I wrote to Passaic County Sheriff
Richard H. Berdnik about the rock and the window. Debra Wahba, his
representative, wrote back "Sheriff Berdnik wanted you to know he has
directed our Patrol Officers to give this area extra attention." There are
good reasons, beyond my broken window, to "give this area extra
attention." The block bordering Costello Park is about a tenth of a mile
long. In recent years, in this small area, there has been a fatal stabbing, a storeowner
shot to death in his shop, a fatal shooting, and an elderly woman raped on the
sidewalk. I have, though, seen no enhanced police presence around Costello
Park, and the all-night parties continue and have, in recent days, grown
louder.
The Lou Costello Memorial Park has been
featured in The Sopranos and the 2016 Adam Driver film Paterson. It
was created in 1992. The New Jersey Community Development Corporation renovated
the park in 2022. The NJCDC spins a sanitized narrative of the park on its
webpage. The park, this narrative runs, "fell into disrepair … it
became a park that not many people felt comfortable visiting." The NJCDC
saved the park, it wants people to know, by razing a gazebo. Gazebos apparently
ruin parks. The NJCDC then took taxpayer money from wealthier towns and erected
a playground designed for autistic children. The NJCDC and Paterson's mayor
slapped themselves on the back. They had "improved" this corner of
Paterson.

• _SOURCE DATA_:
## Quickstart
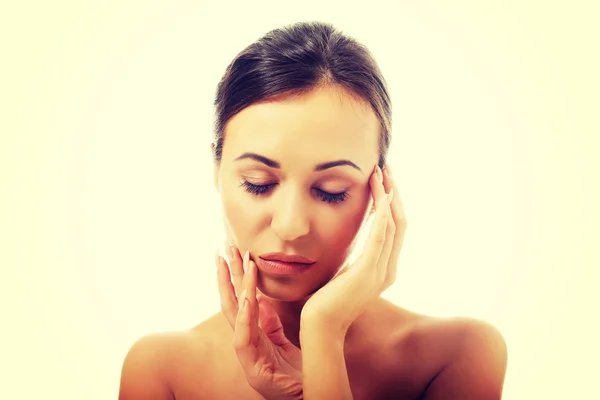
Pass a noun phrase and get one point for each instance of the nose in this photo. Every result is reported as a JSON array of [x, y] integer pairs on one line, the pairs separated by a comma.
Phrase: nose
[[290, 216]]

• _WORK REQUIRED_: Please continue the essay above about Costello Park in Paterson, picking up right after its final sentence.

• _WRITTEN ANSWER_:
The NJCDC's narrative is a fantasy. The
park did not "fall into disrepair." The gazebo wasn't doing anything
bad to anyone. It was an attractive, antique structure. Addicts and vagrants
slept in the gazebo. Police could have removed them. Crippled by leftist
ideology, they did not. So the attractive structure needed to be removed.
Wealthier, better-run towns, with conservative local governments, do have
gazebos. Rockaway, New Jersey's gazebo
hosts a summer concert series.
A few years back, I was trying to
prepare a lesson. My concentration was interrupted by the sound of a man
screaming and blows being struck. Without even realizing what I was doing, I
didn't consciously register the sounds and I pushed myself to focus on my
lesson plan. Then I stopped myself. "What the hell has happened to me,
that I try to ignore the sound of someone screaming and the sound of fists
hitting a human body?"
I left my lesson planning. I discovered
a disheveled black man in Costello Park. He was screaming and punching himself.
I began the interior dialogue I have conducted many times. "Do I call the
police? Are police the best solution? Am I invading this man's space? Maybe he
doesn't want police. What he's doing looks pretty self-destructive to me, but
maybe this is how he wants to spend an otherwise quiet Sunday morning. Don't
the police have more important matters to attend to? Maybe this behavior will
stop momentarily."
I asked myself these same questions many
times: when I saw a teenage boy beat a teenage girl and tear off her shirt and
bra, in the middle of the street, leaving her naked to the waist. Both seemed
equally aggressive. Did either really want police? When I saw a barefoot woman wobbling
in the middle of an active commuter road at rush hour. The many times I passed
a man standing, staring into space, and I asked, "Are you okay? Do you
want me to call someone? Do you need help?" and the man couldn't answer.
All of the people in the above encounters have been black. Would a white police
officer make these vulnerable people tense and would things spiral downward?
One of my students, a leftist, once went
on a rant about the vagrants in Costello Park. "Doesn't anyone see them?
Doesn't anyone care? Our society is so callous!" Surrounding listeners
applauded her for her "compassion."
I had no patience for her tired charade.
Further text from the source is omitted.